TASK OBJECTIVE
Copy every line of the listing below word for word, without the pictures.

Source data

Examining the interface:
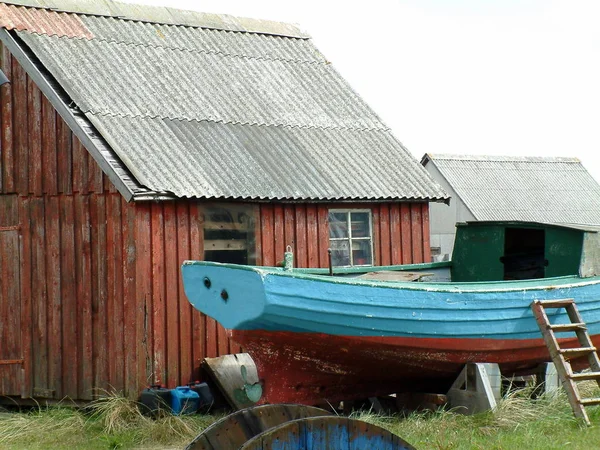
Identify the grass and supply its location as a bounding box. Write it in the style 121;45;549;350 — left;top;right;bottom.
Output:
0;394;219;450
0;384;600;450
356;384;600;450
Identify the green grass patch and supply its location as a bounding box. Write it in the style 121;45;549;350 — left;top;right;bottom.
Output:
0;385;600;450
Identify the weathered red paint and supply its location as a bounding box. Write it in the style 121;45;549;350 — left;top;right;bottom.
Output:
0;40;428;401
232;330;600;404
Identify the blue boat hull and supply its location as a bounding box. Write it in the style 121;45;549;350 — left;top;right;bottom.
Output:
182;262;600;403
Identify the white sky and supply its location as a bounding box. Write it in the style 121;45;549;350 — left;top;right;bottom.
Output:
122;0;600;181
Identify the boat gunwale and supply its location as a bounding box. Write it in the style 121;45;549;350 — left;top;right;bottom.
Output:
183;260;600;293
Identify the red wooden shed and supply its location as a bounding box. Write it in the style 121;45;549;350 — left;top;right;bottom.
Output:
0;0;447;402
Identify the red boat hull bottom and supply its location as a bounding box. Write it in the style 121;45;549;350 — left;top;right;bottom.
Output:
232;330;600;404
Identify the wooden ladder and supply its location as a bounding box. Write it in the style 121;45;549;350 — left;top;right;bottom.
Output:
531;298;600;425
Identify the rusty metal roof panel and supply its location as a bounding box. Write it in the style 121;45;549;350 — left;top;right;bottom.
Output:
0;3;92;39
4;3;447;200
77;16;326;63
426;154;600;225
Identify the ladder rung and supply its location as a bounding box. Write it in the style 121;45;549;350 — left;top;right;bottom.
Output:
571;372;600;381
537;298;575;308
548;322;587;332
559;347;596;358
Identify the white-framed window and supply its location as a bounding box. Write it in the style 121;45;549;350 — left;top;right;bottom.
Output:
329;209;373;267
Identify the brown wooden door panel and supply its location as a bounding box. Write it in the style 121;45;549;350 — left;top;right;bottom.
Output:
0;229;23;395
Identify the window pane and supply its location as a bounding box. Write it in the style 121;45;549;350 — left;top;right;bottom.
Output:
352;239;373;266
204;205;256;264
329;212;348;238
331;240;350;266
350;212;371;238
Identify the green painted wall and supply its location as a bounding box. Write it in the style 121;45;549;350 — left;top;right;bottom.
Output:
546;228;583;277
452;222;584;281
451;225;504;281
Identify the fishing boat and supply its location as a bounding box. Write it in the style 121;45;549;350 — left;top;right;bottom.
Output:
182;222;600;404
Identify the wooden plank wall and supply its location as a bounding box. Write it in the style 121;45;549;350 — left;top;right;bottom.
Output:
256;203;431;267
0;43;221;400
0;41;430;400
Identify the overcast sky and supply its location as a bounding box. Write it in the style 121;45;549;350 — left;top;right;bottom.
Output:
123;0;600;181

SOLUTION TO THIS EXERCISE
Examining the interface:
Identify the grass and supply its location as a bounding box. Write it in the style 121;45;549;350 — left;top;right;bottom.
Output:
0;394;219;450
0;384;600;450
356;384;600;450
Identify the green grass patch and supply its location as a bounding box. Write it in the style 121;45;549;350 — left;top;right;bottom.
Output:
0;385;600;450
Identify the weathered red paint and supply its location as a bounding box. Write it in the style 121;45;549;350 — left;top;right;bottom.
Output:
0;40;428;401
232;330;600;404
Identify the blue boat hull and supply its location as a bounding box. Write it in the style 121;45;549;350 — left;top;right;bottom.
Output:
182;262;600;403
Identify the white sky and supply its location as a bounding box. Write it in the style 121;45;549;350 — left;top;right;bottom.
Output:
122;0;600;181
Identify the boat gunwale and supply its location as a bounding box. Write it in the style 121;45;549;350 — left;top;right;bottom.
Output:
183;260;600;293
Identify the red wooden shed and supply its location as a bounding box. Write it in the style 121;45;549;350 — left;top;right;bottom.
Output:
0;0;447;402
Identify the red boat hull bottom and supply its location as a bounding box. Write it in the style 121;45;549;350 — left;top;right;bottom.
Output:
232;330;600;404
Identify the wooden ladder and supply its location as a bounding box. Write it in the style 121;45;549;350 — left;top;right;bottom.
Output:
531;298;600;425
Identify the rusty metal roof panel and supply its location as a bounding box. Write it in the style 121;45;549;350 — left;top;right;bottom.
Output:
0;3;92;39
4;3;447;200
77;16;326;63
426;154;600;225
Identify the ladder rung and supply its location as a bounding box. Write it in the style 121;45;549;350 — left;top;right;bottom.
Output:
571;372;600;381
537;298;575;308
548;322;587;332
559;347;596;358
Identify the white-framed window and supply its location as a bounding box. Write it in the style 121;45;549;350 — left;top;right;bottom.
Output:
329;209;373;267
Identify the brown wooden door panel and supply its location as a bounding box. Write it in the style 121;45;549;350 — left;top;right;bottom.
Output:
0;229;23;395
Identify the window pane and supply its location as a bounding box. Write it in the style 121;45;549;350 — left;top;right;bottom.
Output:
352;239;373;266
204;205;256;264
329;212;348;238
331;240;350;266
350;212;371;238
Identify the green painted wall and supply its location as a bounding box. Write it in the style 121;45;549;350 — left;top;right;bottom.
Output:
546;228;583;277
452;222;584;281
451;225;504;281
Identify the fishing boat and supply its location as a bounding box. Write it in the style 121;45;549;350 — left;top;right;bottom.
Output:
182;222;600;404
Identify the wooden plank wall and supply its location as a bounding box. Write it in the style 121;45;549;350 — left;top;right;bottom.
Output:
256;203;431;267
0;43;221;400
0;41;430;400
Identify the overcast sky and supply its location as a bounding box. Write it in the style 121;45;549;350 — left;top;right;bottom.
Output:
123;0;600;181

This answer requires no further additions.